How many lines in the entries below contain the word "doorway"? Reply with the number alone.

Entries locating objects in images
* * *

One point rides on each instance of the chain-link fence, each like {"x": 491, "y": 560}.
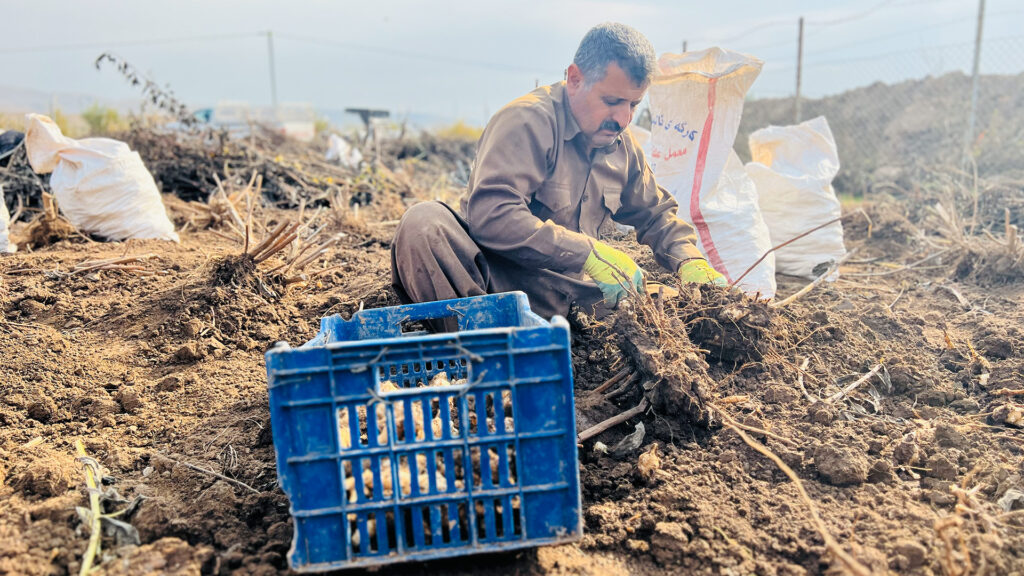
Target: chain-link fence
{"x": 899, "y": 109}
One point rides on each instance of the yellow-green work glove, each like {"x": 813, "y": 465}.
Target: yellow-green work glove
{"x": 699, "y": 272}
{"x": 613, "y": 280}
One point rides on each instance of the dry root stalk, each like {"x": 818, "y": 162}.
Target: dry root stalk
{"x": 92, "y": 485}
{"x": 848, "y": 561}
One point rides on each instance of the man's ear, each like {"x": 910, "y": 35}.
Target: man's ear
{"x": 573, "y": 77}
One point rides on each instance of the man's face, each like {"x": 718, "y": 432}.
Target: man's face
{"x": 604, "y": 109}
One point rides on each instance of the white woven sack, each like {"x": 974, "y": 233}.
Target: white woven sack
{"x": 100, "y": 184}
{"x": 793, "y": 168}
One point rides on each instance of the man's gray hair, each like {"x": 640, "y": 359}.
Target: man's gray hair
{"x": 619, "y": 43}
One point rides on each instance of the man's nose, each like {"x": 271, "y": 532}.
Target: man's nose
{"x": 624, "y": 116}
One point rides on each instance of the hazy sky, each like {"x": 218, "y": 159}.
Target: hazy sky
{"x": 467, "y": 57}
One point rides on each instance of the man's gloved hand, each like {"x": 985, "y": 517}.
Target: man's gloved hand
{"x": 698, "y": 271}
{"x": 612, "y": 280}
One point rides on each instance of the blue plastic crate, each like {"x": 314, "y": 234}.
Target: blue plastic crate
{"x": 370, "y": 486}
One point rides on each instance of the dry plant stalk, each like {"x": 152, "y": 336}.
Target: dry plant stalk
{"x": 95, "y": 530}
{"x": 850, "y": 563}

* * *

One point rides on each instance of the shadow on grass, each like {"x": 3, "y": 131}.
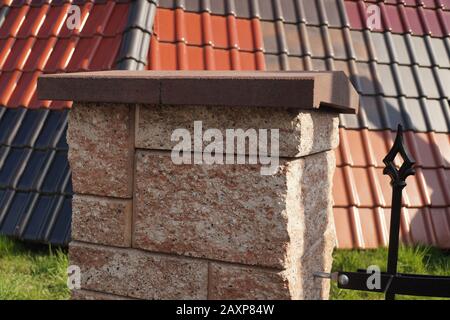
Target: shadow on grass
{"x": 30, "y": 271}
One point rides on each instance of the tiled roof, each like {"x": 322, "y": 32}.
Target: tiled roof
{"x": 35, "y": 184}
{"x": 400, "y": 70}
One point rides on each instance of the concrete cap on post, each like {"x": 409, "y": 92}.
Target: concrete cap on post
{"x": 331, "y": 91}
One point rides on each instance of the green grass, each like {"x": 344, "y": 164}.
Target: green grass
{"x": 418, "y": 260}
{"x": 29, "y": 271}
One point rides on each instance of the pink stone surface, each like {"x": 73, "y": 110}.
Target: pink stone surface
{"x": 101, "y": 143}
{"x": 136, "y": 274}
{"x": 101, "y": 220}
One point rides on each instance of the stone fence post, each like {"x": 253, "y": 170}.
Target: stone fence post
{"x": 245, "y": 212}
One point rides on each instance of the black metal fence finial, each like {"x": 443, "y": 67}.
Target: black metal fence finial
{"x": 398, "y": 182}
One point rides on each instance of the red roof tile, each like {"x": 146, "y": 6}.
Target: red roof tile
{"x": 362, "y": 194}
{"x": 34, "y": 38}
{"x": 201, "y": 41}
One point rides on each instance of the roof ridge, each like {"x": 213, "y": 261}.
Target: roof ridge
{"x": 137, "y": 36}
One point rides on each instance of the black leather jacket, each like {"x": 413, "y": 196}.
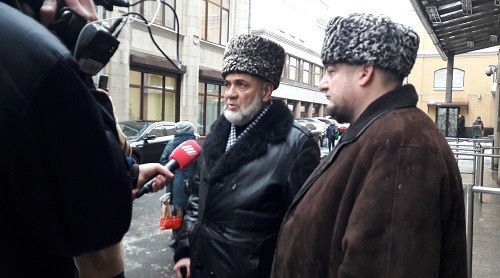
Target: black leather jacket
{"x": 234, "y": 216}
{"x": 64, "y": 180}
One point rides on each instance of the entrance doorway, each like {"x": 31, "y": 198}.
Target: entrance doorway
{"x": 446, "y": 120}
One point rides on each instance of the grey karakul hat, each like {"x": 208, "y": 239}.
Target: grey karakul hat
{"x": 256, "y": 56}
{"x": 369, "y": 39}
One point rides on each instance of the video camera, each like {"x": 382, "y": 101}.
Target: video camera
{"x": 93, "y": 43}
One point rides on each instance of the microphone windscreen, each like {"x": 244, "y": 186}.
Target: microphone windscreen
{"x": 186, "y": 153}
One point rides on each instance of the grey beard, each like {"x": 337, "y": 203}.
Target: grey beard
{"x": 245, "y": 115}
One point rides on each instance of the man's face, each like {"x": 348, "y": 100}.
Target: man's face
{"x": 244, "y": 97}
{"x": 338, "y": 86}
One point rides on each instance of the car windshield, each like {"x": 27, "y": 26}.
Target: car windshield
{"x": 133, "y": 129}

* * *

Output:
2